Retype every entry exactly, character for character.

(Excerpts of location labeling data)
-=-=-

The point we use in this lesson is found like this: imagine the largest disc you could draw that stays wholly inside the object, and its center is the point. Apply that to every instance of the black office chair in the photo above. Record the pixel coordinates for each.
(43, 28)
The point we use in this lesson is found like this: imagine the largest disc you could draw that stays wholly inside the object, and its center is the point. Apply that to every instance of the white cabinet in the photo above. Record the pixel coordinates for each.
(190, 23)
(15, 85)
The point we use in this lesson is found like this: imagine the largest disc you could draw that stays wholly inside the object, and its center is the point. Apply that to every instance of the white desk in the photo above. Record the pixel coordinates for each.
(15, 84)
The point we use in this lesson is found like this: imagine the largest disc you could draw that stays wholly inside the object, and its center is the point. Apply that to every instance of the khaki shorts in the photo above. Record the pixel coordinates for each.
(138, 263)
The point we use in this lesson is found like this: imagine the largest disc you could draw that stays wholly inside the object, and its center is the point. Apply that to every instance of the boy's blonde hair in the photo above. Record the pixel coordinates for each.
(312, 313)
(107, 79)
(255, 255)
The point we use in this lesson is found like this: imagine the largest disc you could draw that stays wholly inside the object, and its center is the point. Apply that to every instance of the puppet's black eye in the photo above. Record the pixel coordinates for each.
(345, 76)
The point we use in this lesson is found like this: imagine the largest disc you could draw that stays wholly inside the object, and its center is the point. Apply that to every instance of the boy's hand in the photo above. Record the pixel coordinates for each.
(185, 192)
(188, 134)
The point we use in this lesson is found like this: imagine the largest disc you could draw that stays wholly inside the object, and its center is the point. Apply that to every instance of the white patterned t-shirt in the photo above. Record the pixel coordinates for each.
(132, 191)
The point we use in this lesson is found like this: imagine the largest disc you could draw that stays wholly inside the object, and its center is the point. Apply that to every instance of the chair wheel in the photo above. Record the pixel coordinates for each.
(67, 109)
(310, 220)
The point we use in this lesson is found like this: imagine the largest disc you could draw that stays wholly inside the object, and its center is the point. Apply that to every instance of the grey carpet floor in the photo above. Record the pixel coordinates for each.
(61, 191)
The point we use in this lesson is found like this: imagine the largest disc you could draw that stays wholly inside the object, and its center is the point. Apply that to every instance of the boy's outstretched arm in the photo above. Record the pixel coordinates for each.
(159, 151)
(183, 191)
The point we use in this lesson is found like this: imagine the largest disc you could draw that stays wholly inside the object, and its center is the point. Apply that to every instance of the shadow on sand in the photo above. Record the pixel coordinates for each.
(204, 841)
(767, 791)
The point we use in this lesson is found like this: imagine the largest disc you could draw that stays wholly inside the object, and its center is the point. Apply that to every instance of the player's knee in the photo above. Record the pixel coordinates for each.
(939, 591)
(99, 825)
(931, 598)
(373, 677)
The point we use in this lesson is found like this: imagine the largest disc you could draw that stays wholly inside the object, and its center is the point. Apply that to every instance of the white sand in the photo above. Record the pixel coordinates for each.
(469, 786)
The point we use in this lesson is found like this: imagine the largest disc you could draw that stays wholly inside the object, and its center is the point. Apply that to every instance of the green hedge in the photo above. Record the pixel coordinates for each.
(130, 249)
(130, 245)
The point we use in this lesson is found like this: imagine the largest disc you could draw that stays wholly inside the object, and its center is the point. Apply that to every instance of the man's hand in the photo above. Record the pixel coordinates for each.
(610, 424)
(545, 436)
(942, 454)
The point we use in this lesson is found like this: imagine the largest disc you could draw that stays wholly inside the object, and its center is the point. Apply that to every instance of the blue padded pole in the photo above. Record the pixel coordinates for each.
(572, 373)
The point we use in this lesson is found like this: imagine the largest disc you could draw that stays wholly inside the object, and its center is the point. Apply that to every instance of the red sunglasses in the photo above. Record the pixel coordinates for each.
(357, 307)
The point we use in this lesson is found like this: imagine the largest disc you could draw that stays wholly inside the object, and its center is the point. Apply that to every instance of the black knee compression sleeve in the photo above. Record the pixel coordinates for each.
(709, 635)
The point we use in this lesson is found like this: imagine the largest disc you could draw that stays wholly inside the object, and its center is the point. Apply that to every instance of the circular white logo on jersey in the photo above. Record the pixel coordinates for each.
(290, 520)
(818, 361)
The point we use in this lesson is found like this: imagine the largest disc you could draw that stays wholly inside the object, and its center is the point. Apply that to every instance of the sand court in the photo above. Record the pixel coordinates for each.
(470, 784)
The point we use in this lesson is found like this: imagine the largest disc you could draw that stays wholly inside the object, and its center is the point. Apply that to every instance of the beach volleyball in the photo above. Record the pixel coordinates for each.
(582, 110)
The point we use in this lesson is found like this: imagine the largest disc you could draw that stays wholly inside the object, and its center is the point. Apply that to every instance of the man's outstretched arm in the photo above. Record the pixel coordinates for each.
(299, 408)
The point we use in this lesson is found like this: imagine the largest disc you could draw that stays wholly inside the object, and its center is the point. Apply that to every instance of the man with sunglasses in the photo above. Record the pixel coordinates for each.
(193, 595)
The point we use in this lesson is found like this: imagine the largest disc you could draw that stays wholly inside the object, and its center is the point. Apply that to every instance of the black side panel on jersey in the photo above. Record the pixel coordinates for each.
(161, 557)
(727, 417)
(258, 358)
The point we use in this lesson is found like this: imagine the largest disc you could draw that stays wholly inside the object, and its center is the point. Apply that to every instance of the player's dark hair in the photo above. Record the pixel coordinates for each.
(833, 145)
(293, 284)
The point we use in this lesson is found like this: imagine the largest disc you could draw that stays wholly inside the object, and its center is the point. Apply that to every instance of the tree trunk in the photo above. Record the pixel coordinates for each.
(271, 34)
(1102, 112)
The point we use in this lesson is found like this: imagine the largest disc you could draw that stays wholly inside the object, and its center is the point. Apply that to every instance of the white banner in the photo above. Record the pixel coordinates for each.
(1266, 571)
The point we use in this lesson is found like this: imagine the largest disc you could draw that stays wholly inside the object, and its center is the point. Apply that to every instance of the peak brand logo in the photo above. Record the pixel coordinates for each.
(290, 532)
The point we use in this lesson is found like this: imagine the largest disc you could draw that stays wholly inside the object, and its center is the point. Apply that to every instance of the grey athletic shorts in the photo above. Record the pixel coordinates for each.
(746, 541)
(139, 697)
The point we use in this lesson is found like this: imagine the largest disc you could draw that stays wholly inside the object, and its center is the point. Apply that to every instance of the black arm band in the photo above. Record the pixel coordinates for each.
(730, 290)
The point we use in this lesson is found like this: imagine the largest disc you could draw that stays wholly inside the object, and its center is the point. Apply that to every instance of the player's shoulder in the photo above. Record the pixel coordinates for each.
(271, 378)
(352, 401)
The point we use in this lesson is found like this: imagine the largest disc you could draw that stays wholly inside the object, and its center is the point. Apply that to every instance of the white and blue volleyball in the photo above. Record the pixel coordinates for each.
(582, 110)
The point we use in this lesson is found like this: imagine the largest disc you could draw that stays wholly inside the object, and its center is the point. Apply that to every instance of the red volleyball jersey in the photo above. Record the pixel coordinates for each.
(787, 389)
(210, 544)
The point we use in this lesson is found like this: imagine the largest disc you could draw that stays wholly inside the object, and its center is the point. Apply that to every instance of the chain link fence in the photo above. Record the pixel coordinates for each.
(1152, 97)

-=-=-

# Full solution
The point we use in this lesson is found like this: imagine the largest disc you could draw that stays wholly inside the object, and its center is the point. Apply that to every instance of the black office chair in the photo above. Record the pixel coordinates for each.
(43, 28)
The point we use in this lesson is found like this: imagine the largest disc you could draw that stays wholly inside the object, and its center is the point. Apply that to every instance of the white cabinet in the photo above. Record the pixel coordinates for each.
(190, 23)
(15, 85)
The point we use in this lesson is found like this: imagine the largest disc you could draw that stays wholly inside the object, and its center is the point. Apply that to every instance of the white desk in the photo above. Record the pixel coordinates for each.
(15, 84)
The point we use in this lesson is found like this: imagine the largest disc you could draw that stays wholly inside the object, and its center is the point. Apply that to every instance of the khaki shorts in the photo above. Record the pixel coordinates for each.
(138, 263)
The point we use in this lesson is found like this: imagine the largest disc you could draw that stays wholly inside the object, and its center is the point. Apply that to every instance of the boy's blonde hair in the photo above. Record the pixel coordinates for each.
(312, 313)
(107, 79)
(255, 255)
The point we use in this lesson is found like this: imagine the largest disc you could draw that stays wholly inside the object, and its center is the point. Apply that to every instance of the puppet's black eye in the photo above. Record the pixel coordinates for each.
(345, 76)
The point we use in this lesson is found like this: imagine the largest disc you could draw that stays wholly inside the object, and its center is the point. Apply that to every instance of the boy's hand in the photo above. Record the pixel coordinates for each.
(185, 192)
(188, 134)
The point we use in this lesson is found like this: imagine the largest disc you could draw that stays wholly inside the object, and its center is the point. Apply that to every instance of the white patterned t-shirt in the photo above. Record the pixel coordinates for each.
(132, 191)
The point we use in this lesson is found like this: imagine the largest disc you could draw that stays wholly inside the object, and its center is the point. Apply that to every instance of the chair wheel in the photo above. Record the pixel coordinates for each.
(67, 109)
(310, 220)
The point we use in this lesson is found like this: imagine the largest disc you could draw that stays wholly inside the object, and its center is the point. Apply that to every instance of the grey carpet floor in the photo above. Record the pixel coordinates for each.
(61, 191)
The point we use in this lesson is found like this: imagine the largest disc you could draw that stays wholly inside the object, and its center is the point. Apply that to every instance of the boy's outstretched arm in the photo above. Record the pixel coordinates for each.
(159, 151)
(183, 191)
The point we use in this lesson is found like this: imagine the largest disc you could draw that stays wholly inside the object, and its center is the point. Apply that to every instance of the shadow on sand in the photo above. Record the pixel coordinates for each.
(204, 841)
(767, 791)
The point we use in this lesson is found like this: imagine the largest disc you could draw that stays wholly inside the object, and its center is the point. Apply that to every instance of the player's knee in the photo above. Record the pixel coordinates for each.
(939, 591)
(99, 825)
(931, 598)
(373, 677)
The point we use in this lesson is found like this: imagine the largest disc you could draw that stays wholly inside the object, and its center is the point. Apply that to every instance of the white sand in the photo above. Record the pixel coordinates for each.
(469, 786)
The point we use in this lesson is found like this: imagine the largest disc you could draw that stays wholly inside the object, and its center is the point. Apply that to every instance of the green hedge in the photo above. Record the pixel coordinates for each.
(130, 249)
(130, 245)
The point we use in this lesson is found like this: imagine the largest disc you could draw that stays wholly inside the object, and its center is the point. Apply that to every instance of the man's hand in the photo above. Record the pixel coordinates for each.
(610, 424)
(545, 436)
(942, 454)
The point we use in this lesson is found like this: imagine the largest disc you could draw that stays wholly inside the object, and its center is the point. Apply that to every instance of the blue padded pole in the photo above. Record the pixel coordinates for each.
(572, 373)
The point we use in this lesson is found like this: imagine the largest disc you could draw that stays wholly inside the object, and its center is the point. Apply that to every instance of the red sunglasses in the photo above. Record the pixel coordinates for each.
(357, 307)
The point we use in this lesson is found like this: imagine the largest disc you could draw that stays wholly inside the object, and its center is the point. Apply that to every instance of the black knee compression sleeve in the photo above. Record the pixel coordinates for each.
(709, 635)
The point we use in this lesson is found like this: imagine the largest disc you could draw that stays wholly inside the object, and its center is the point. Apply that to every instance of the circular white logo on jersey in the photo above. Record the pixel coordinates for each.
(290, 520)
(818, 361)
The point we use in this lesson is found like this: imagine the largest disc you could draw that stays wholly inside the object, and its center is the point. Apply that to every instance of the sand court in the photo above. Record the pixel coordinates for each.
(470, 784)
The point we use in this lesson is found like this: imagine the largest disc you could draw that stays wholly inside the object, and its center is the point. Apply that to every instance of the beach volleyball in the photo above. Record the pixel coordinates for each.
(582, 110)
The point we use in this lesson is found like this: imagine the largest disc you could draw that stays wholly inside the object, and its center is the point. Apply that to every instance of the man's outstretched arm in the photo above. Record the pixel coordinates for each.
(299, 408)
The point we use in this lesson is found like this: imagine the largest disc you could draw that stays wholly inside the object, and its center is the point. Apply that to every instance of the man with sunglasses in the photo above. Record the pixel coordinates for each.
(193, 595)
The point we use in this lesson is found like this: imagine the largest disc you could draw that stays wholly inside the object, and its center is the point. Apply that to every instance of the black side panel on jersey in the photo above. Record the pixel coordinates for each.
(161, 557)
(727, 417)
(258, 358)
The point we use in this lesson is found like this: imagine the largest disc you could draw that stays wholly inside the object, and its center is the point. Apply that to every instance of the player's dark hair in the photo above. Record the pixel coordinates for each.
(833, 145)
(293, 284)
The point we use in this lesson is found like this: imagine the largest disc you could draw that stays wholly inside the object, and its center is the point. Apply that to every instance of the tree trunk in the photo above. Record the pixel coordinates for each.
(271, 34)
(1102, 112)
The point we use in this lesson is found like this: imagine the largest disc you could draw that stays wholly inside the object, and its center is the point. Apply that to every instance of the white banner in the photo above. Record the pixel coordinates for each.
(1266, 571)
The point we use in this lesson is found like this: imagine the largest disc you could draw that stays wholly inside the object, and its center is the point. Apply that to every instance of the peak brand logo in the photo above. Record the pixel coordinates for each.
(290, 532)
The point we use in this lesson is found like this: imagine the largest disc you could draw that stays wholly inside the object, and its center is the point. Apply that to every instance of the grey athletic shorts in the photo above. Record the pixel coordinates for each.
(746, 541)
(139, 697)
The point we use in this lesson is found like this: imagine the largest disc you could draw that stays wholly inside the object, and its center is the point. Apply that to every instance of the black arm band in the photo above. Record the pixel coordinates for each.
(730, 290)
The point we use in this lesson is found like this: imagine the largest disc you could draw that stays wholly inside the object, and its center is the point. Apply that to every instance of the player's shoulder in the photo above. Record the pixel coordinates for each.
(271, 378)
(352, 401)
The point we use in this lesson is found like this: imagine the largest disc you could draw that stays wholly inside the object, and its center is the point. Apply that to every instance of the white and blue volleyball in the photo above. Record the pixel coordinates for each.
(582, 110)
The point we use in this lesson is found like this: imagine the largest disc you could draw that stays wholly inside the object, and its center is the point. Apply that to every instance of the red volleyball jersey in the photo above. Record the pixel coordinates for each.
(787, 389)
(210, 544)
The point we use in this lesson is found like this: imagine the largest disc you could draw that stays wholly inside the object, and its center is the point. Apply that to every instance of the chain link fence in the photo above. Record the pixel coordinates for each.
(1152, 97)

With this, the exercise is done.